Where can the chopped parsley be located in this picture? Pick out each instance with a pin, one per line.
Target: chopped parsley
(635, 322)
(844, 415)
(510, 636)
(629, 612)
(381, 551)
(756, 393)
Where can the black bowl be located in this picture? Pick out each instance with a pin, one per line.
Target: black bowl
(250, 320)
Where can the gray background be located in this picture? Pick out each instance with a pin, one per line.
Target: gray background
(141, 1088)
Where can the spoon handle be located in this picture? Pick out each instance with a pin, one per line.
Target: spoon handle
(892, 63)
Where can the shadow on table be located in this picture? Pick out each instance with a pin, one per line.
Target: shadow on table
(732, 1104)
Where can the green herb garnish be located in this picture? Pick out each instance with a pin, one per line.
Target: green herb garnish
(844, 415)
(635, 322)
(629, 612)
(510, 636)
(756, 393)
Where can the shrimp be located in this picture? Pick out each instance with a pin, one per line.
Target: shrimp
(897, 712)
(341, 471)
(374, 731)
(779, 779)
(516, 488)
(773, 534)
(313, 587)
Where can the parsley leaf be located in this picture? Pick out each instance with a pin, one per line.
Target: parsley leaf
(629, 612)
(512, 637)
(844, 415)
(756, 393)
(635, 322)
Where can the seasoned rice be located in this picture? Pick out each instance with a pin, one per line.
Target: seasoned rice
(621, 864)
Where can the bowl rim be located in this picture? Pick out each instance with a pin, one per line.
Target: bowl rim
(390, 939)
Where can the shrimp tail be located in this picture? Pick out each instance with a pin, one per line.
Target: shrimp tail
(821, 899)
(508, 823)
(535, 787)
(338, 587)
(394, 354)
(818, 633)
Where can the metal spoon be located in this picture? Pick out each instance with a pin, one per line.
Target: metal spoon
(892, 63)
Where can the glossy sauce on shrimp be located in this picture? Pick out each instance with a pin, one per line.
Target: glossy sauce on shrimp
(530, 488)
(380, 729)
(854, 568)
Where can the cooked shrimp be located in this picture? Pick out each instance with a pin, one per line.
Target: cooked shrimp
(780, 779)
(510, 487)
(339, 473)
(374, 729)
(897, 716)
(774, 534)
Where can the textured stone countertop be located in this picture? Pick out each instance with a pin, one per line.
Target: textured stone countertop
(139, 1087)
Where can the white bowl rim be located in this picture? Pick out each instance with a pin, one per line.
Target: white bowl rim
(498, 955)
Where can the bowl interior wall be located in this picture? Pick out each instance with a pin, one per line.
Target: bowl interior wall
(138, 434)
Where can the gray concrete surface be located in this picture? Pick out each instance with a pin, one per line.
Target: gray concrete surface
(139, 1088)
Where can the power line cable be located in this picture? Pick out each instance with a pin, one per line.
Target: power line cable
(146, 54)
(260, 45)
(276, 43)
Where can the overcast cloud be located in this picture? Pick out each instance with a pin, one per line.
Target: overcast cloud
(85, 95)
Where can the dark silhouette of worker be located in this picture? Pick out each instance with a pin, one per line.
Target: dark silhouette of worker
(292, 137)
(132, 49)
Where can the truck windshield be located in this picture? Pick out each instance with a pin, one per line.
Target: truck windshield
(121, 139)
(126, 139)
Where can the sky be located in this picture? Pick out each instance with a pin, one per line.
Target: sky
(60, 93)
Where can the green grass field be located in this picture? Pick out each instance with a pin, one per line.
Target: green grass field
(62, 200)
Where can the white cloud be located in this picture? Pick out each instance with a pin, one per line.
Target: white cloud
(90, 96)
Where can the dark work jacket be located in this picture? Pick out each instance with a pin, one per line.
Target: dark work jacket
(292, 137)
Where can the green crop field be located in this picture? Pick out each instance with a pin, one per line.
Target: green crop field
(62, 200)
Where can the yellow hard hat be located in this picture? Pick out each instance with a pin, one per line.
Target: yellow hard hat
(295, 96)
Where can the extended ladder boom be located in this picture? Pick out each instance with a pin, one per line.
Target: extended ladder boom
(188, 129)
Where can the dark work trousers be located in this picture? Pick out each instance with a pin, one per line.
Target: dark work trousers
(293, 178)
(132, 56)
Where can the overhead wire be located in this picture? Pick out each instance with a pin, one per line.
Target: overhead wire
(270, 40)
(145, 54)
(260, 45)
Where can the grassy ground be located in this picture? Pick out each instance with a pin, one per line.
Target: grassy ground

================

### WORK ORDER
Nothing may be left out. Retype all the entries exactly.

### RESULT
Where can the chopped parsley be located in this picture? Pick out each instance with a pin, one per line.
Target: chopped parsley
(635, 322)
(844, 415)
(510, 636)
(629, 612)
(381, 551)
(756, 393)
Where can the black bowl be located in this picture? Pick out each instance with a pin, one per line.
Target: black bowl
(250, 320)
Where can the gray background be located in this picture? Pick out each instance with a pin, one per line.
Target: gray background
(141, 1088)
Where can the spoon handle be located in this picture? Pick out each instance with a pin, one per line.
Target: spoon handle
(892, 63)
Where can the shadow on table be located in this picture? Pick out each instance with a pin, one per line.
Target: shadow on table
(732, 1104)
Where can the green herb garnish be located in this picture? Pick out each instance with a pin, one per line.
Target: green herb garnish
(844, 415)
(635, 322)
(629, 612)
(510, 636)
(756, 393)
Where can the shrimp be located in this picture? Pick out each instance with a pin, one per line.
Target: shrimp
(897, 712)
(341, 471)
(374, 731)
(779, 779)
(516, 488)
(773, 534)
(313, 587)
Where can the parsley leaf be located in this picture? Pick out each instance with a pin, one per line.
Target: parsley leaf
(629, 612)
(512, 637)
(844, 415)
(756, 393)
(635, 322)
Where can the seasoned rice be located in this picture? Pick out each instance with a pin, one per line.
Target: seasoned rice
(621, 864)
Where can the bowl rim be located in this picture? Pick out each instance with a pin, one per line.
Target: bowl rim
(390, 939)
Where can the shrimp tail be located in this picture? Pick out each instance with a pin, one per line.
Target: shrimp tail
(821, 899)
(508, 823)
(535, 787)
(338, 587)
(394, 354)
(818, 633)
Where can the metal spoon be located in this picture? Pick out each instance with a pin, one per line.
Target: metal spoon
(892, 63)
Where can the glossy sauce on shrimp be located in this picture? Pick out each instance with a pin, one per line.
Target: glossy sauce on shrimp
(530, 488)
(380, 729)
(854, 568)
Where can the cooked shrimp be located in this picture? Pick out each instance with a pin, one per line.
Target: cooked shrimp
(780, 779)
(510, 487)
(339, 473)
(374, 729)
(897, 716)
(774, 534)
Where can the textured stone countertop be located in this picture? Pick out each instance with a pin, one per line.
Target: textured stone countertop
(139, 1087)
Where can the white bowl rim be located in this picture? Pick out each instance with a pin, one per line.
Target: white bowl rim
(498, 955)
Where can the bowl interior wall be located in this picture? Pick out each instance with a pin, one per line.
Target: bowl interior wall
(138, 434)
Where can the gray concrete surface be located in this picture? Pick out each instance with a pin, one per line.
Target: gray concrete surface
(139, 1088)
Where can the power line cable be located in this picture? Pick out each instance with a pin, one per line.
Target: power line cable
(146, 54)
(260, 45)
(276, 43)
Where can the overcast cloud be located in this picture? Pick out each instance with a pin, one per line.
Target: overcast cloud
(85, 95)
Where can the dark silhouette of worker be located in this picture? Pick out each instance with a pin, one per line.
Target: dark silhouette of worker
(292, 137)
(132, 49)
Where can the truck windshield be located in this picture? Pick out each instance with a pin, one per line.
Target: truck windshield
(121, 139)
(126, 139)
Where can the sky be located in this picture? Pick out each instance with a pin, one per line.
Target: sky
(60, 93)
Where can the green grass field be located in this picture? Pick out each instance with a pin, one per line.
Target: green grass field
(62, 200)
Where can the white cloud be located in this picture? Pick out each instance with a pin, one per line.
Target: white cloud
(90, 96)
Where can the dark work jacket be located in this picture? Pick out each instance with a pin, one per line.
Target: dark work jacket
(292, 137)
Where can the green crop field be located in this picture? Pick out each instance with a pin, one per line.
Target: green crop field
(62, 200)
Where can the yellow hard hat be located in this picture? Pick out each instance with a pin, one per line.
Target: yellow hard hat
(295, 96)
Where can the extended ladder boom be located in this picture? Pick out each instance with a pin, one per line.
Target: extended ladder boom
(188, 129)
Where can the dark work trousers be located in this picture? Pick out each instance with a pin, one per line.
Target: dark work trousers
(293, 178)
(132, 56)
Where can the overhead wire be located in this picture? Pick out each instance with a pin, one per line.
Target: overhead wire
(270, 40)
(145, 54)
(260, 45)
Where can the grassy ground be located in this picture? Pick out each instance with a pin, one per line.
Target: grassy ground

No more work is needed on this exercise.